_Material to process_
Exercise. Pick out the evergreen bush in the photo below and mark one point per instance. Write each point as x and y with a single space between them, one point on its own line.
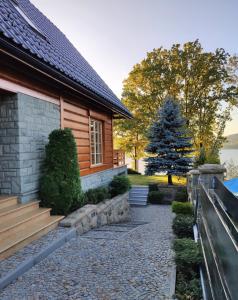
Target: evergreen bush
119 185
153 187
94 196
181 195
187 255
60 186
188 289
155 197
183 226
185 208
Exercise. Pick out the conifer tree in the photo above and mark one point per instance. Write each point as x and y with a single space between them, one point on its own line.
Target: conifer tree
60 186
169 144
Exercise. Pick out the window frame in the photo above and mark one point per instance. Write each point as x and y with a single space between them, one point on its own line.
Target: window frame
94 145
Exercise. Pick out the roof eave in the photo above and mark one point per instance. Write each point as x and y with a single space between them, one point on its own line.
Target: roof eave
55 75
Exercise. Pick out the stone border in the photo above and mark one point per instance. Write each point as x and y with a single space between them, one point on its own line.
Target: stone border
91 216
35 259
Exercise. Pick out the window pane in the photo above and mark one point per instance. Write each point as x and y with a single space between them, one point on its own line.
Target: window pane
96 141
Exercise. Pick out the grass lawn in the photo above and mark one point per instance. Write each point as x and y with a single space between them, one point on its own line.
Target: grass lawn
160 179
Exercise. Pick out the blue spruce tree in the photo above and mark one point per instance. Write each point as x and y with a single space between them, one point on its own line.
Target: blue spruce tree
169 144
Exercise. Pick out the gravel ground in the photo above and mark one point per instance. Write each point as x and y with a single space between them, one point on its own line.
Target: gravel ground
127 262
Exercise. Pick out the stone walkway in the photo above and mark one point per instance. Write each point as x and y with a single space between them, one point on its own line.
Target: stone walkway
128 262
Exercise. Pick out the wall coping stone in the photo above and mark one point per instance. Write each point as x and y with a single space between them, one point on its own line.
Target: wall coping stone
94 215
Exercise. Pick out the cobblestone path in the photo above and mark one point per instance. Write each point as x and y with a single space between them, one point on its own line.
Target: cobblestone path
129 262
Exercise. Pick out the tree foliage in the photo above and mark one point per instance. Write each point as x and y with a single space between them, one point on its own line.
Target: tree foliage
169 144
204 84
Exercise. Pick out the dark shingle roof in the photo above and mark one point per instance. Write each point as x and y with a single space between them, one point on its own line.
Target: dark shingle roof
51 46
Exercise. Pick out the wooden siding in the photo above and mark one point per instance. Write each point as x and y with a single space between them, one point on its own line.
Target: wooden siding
77 118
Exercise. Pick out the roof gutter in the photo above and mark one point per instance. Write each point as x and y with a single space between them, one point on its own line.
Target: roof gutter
20 55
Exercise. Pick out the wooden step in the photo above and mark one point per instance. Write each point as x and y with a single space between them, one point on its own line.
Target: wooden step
13 211
6 201
24 237
11 228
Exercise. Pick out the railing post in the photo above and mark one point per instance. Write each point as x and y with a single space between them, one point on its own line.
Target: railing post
207 173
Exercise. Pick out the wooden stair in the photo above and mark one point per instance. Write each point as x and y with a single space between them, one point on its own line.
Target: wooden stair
20 224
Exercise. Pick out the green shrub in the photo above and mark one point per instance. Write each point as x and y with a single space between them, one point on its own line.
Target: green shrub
181 195
183 226
155 197
153 187
60 186
185 208
119 185
94 196
187 255
188 289
132 172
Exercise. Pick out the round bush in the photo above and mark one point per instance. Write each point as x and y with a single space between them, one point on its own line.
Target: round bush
119 185
153 187
183 226
60 186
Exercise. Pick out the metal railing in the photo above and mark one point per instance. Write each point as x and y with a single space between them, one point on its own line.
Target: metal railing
218 231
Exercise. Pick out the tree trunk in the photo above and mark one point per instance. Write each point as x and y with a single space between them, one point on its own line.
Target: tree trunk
170 180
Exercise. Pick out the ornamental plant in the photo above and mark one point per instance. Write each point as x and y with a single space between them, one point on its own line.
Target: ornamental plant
60 186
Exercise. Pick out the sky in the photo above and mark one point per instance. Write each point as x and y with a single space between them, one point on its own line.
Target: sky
114 35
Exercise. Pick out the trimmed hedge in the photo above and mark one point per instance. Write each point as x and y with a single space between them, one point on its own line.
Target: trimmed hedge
60 186
183 226
188 289
181 195
94 196
187 254
153 187
155 197
185 208
119 185
188 257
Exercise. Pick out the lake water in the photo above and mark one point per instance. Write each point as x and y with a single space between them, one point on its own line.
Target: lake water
226 156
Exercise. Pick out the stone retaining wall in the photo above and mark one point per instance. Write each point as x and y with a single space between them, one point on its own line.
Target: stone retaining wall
91 216
102 178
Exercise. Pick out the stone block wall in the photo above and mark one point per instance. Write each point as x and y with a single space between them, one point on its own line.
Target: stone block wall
9 145
37 118
102 178
25 124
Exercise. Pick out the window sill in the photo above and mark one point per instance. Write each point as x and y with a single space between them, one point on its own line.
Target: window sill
97 165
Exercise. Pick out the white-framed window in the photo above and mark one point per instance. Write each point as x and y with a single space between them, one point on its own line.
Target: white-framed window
96 142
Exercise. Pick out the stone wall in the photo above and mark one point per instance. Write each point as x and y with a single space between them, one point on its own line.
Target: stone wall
91 216
37 118
102 178
25 124
9 145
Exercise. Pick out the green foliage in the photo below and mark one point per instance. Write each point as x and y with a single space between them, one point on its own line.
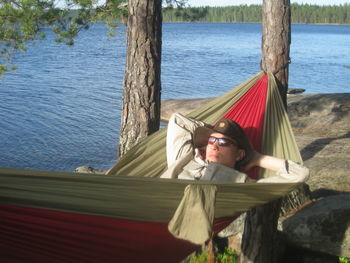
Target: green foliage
301 13
199 258
229 256
22 22
344 260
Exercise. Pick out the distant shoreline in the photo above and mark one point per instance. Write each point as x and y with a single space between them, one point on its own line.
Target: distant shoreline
203 22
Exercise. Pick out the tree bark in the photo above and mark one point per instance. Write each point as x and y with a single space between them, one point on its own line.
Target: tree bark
276 39
259 241
142 84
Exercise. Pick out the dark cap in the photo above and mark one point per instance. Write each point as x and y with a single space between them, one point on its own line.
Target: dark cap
228 128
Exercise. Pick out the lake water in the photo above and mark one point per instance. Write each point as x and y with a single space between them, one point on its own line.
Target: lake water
61 108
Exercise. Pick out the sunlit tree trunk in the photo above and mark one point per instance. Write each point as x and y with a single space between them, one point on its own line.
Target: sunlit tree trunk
259 242
142 84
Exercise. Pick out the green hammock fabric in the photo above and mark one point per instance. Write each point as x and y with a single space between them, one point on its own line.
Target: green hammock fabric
278 138
130 195
134 198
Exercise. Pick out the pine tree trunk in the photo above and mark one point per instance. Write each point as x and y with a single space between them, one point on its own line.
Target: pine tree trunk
276 39
142 85
259 242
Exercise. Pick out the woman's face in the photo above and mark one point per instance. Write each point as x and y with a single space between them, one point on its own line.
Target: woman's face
226 154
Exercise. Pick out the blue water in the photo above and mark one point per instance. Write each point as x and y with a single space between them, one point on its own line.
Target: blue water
61 108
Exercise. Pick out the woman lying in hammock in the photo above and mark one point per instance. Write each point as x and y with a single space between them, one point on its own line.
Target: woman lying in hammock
220 153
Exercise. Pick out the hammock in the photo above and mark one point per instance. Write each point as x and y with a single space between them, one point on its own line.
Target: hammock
68 217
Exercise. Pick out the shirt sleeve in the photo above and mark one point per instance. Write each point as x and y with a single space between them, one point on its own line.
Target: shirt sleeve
290 172
179 137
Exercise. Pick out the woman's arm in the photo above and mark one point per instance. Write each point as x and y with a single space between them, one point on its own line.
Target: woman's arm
265 161
286 171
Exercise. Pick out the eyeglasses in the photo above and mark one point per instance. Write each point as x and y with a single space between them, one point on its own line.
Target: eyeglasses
221 141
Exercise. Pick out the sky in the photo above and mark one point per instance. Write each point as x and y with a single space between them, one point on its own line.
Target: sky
195 3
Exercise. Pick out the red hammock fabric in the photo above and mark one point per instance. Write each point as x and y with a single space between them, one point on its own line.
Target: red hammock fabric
36 235
254 101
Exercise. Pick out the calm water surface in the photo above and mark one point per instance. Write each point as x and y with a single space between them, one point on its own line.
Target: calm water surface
61 108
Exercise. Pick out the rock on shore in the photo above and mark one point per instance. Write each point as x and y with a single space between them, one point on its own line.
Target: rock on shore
321 125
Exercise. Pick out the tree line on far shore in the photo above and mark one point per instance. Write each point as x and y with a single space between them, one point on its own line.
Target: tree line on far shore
301 13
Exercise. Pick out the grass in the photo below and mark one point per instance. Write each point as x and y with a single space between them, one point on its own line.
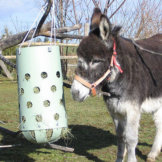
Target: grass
90 123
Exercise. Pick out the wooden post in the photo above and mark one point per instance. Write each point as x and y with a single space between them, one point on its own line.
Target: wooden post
86 29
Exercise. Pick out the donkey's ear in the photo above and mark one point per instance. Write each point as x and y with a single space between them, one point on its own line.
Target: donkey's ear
105 28
95 20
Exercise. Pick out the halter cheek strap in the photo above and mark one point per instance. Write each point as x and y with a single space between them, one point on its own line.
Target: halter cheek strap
107 74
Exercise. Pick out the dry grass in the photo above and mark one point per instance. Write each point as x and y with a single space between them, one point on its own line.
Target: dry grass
90 123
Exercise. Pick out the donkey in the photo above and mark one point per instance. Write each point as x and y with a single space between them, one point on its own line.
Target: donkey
133 77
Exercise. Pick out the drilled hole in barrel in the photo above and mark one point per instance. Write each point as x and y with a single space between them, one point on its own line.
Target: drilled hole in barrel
56 116
44 75
46 103
36 90
23 119
53 88
27 76
21 91
38 118
58 74
49 133
29 104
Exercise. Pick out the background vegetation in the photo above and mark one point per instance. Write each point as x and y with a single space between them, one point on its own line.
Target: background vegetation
90 123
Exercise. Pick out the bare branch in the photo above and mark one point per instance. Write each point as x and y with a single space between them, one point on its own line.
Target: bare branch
45 31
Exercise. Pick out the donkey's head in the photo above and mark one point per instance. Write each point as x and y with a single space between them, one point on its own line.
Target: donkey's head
95 59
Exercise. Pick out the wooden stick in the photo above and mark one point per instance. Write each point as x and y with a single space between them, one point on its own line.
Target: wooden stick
62 57
7 131
62 148
8 146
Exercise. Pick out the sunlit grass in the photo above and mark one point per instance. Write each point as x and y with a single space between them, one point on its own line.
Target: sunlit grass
90 123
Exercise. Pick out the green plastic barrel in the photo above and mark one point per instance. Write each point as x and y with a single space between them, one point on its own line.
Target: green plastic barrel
41 98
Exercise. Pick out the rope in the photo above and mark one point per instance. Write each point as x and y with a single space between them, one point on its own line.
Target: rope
53 23
7 61
38 16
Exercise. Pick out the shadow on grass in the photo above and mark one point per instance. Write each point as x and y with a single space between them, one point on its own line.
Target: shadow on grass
86 138
17 153
89 138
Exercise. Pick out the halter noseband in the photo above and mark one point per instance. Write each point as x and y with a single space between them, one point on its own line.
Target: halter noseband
107 74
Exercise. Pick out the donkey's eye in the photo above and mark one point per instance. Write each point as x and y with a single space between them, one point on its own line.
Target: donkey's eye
95 61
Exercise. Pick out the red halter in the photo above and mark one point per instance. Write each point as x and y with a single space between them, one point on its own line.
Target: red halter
93 86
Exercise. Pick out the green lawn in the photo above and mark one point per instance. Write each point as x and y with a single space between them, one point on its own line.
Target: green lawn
90 123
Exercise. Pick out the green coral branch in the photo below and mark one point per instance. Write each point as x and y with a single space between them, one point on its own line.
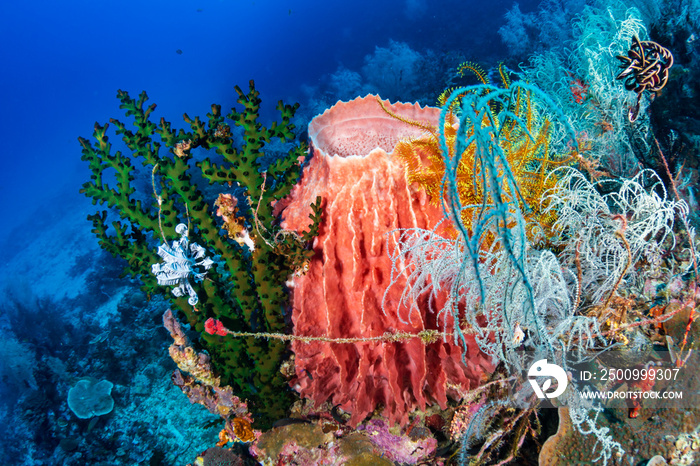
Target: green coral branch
245 289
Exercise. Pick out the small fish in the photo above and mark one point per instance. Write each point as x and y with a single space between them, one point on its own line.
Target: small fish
518 335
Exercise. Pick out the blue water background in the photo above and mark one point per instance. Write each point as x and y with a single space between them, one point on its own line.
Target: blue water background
64 61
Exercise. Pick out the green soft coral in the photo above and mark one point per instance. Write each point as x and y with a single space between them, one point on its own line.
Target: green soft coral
246 290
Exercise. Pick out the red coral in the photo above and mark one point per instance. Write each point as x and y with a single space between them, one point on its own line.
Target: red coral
215 327
346 292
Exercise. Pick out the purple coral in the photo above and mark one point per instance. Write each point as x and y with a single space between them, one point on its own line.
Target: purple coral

_Exercise_
Reproduce the items word for word, beginning at the line that contains "Exercise. Pick out the red coral" and ending with the final line of the items.

_Reply_
Exercise. Pick out the red coral in the photo above and mark one point per instance. Write each point as x and y with a single space between them, one point on its own line.
Target: red coral
215 327
346 292
Exercise. Pick out the purple coral in the photo above and mark one point per instance. Write each point as x and y with a single space between them, one point on its own line.
Target: purple coral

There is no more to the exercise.